» **TASK DETAILS**: Your output must match the records below character for character.

Saved data entries:
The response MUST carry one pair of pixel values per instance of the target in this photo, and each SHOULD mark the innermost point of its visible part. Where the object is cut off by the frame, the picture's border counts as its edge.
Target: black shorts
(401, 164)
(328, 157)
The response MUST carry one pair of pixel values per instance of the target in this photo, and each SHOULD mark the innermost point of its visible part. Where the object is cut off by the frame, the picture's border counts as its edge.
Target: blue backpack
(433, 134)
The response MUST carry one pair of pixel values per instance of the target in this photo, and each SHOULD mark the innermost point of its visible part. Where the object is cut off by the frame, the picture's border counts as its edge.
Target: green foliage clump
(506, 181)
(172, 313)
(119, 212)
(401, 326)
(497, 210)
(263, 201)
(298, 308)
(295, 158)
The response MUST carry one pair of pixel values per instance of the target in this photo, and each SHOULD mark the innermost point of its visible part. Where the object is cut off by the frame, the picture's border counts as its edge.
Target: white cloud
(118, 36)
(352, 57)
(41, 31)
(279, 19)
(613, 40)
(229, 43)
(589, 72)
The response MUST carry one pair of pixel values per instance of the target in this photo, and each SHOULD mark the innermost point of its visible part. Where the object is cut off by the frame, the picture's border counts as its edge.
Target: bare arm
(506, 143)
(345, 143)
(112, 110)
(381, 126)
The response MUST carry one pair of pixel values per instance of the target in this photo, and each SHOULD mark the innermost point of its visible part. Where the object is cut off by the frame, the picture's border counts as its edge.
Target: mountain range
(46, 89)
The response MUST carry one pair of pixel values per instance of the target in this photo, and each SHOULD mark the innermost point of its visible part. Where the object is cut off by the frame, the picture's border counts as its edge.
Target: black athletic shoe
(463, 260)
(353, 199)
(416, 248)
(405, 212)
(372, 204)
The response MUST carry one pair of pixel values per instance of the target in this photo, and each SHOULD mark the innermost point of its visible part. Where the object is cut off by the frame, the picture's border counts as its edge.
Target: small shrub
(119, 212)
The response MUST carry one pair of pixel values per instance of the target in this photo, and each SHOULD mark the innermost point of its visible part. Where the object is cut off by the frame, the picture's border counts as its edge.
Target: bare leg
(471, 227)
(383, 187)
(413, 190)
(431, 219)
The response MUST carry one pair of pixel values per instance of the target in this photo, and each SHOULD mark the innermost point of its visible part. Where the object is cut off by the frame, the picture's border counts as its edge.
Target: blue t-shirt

» **RESPONSE FOR THIS EXERCISE**:
The response MUST carry one pair of pixel values per instance of the target in this photo, and each SHOULD mark the innermost point of its visible part. Where the object is cut off by the frame, the picture's border counts as its edge.
Target: black shorts
(401, 164)
(328, 157)
The response MUST carry one pair of pixel values per instance of the target in this photo, and each SHOULD mark the innermost point of its visible part. Where the object is cut off by the frame, the picture's border counts as its edge.
Target: blue backpack
(433, 134)
The response MUST carry one pair of pixel values per instance of the target in this photo, and each SHOULD mark the innermost point of its visible part. Where the object is cut off by the frame, the picture's border counts as its edge.
Target: green foliage clump
(506, 181)
(172, 313)
(119, 212)
(401, 326)
(497, 210)
(263, 201)
(298, 308)
(295, 158)
The response MUST carry one pair of pixel values per instance of the target in this photo, and each SHOULD mark the innermost point of its visible part. Where the object is cut off by the frame, the picture's border counts as its edge.
Target: white cloud
(118, 36)
(352, 57)
(41, 31)
(279, 19)
(613, 40)
(229, 43)
(589, 72)
The response MUST carry one pair of pixel values per instance of the target in this photo, and each SHOULD mark the innermost point of its visible part. Where the object is cut off by the frame, the picture's border counts as its edge.
Target: bare arm
(506, 143)
(345, 143)
(112, 110)
(381, 126)
The response MUST carry one pair of pixel values per instance of the target in this photo, and each SHOULD mark the innermost point of its visible part. Where the object is cut off by the frame, the picture's border counts as its edge.
Target: mountain range
(46, 89)
The response MUST carry one pair of pixel values per instance of the target in this photo, and each SHOULD mark the innermost point of its visible part. Where the object is cut off by the frame, the picture's border counts as its edge.
Target: black athletic shoe
(463, 260)
(353, 199)
(416, 248)
(405, 212)
(372, 204)
The response MUST carry one pair of pixel values per instance of the target in this photo, and each SHOULD mark the innermost point of its visible part. Where the object is cut off by the frame, the picture's border counts as its edge.
Target: small shrub
(119, 212)
The response MUST carry one pair of pixel values per instance of the target in this photo, and each SHOULD mark the innermost point of its visible part. Where the object is cut off by the frame, the picture's border counts as its edge.
Target: bare leg
(471, 227)
(383, 187)
(413, 190)
(431, 219)
The response MUST carry one pair of pixel values per instance of the target in this photo, and each SHOULD mark the innermost point of its visible part. Where the object is cut off by the frame, the picture's border counts as its edge.
Target: blue t-shirt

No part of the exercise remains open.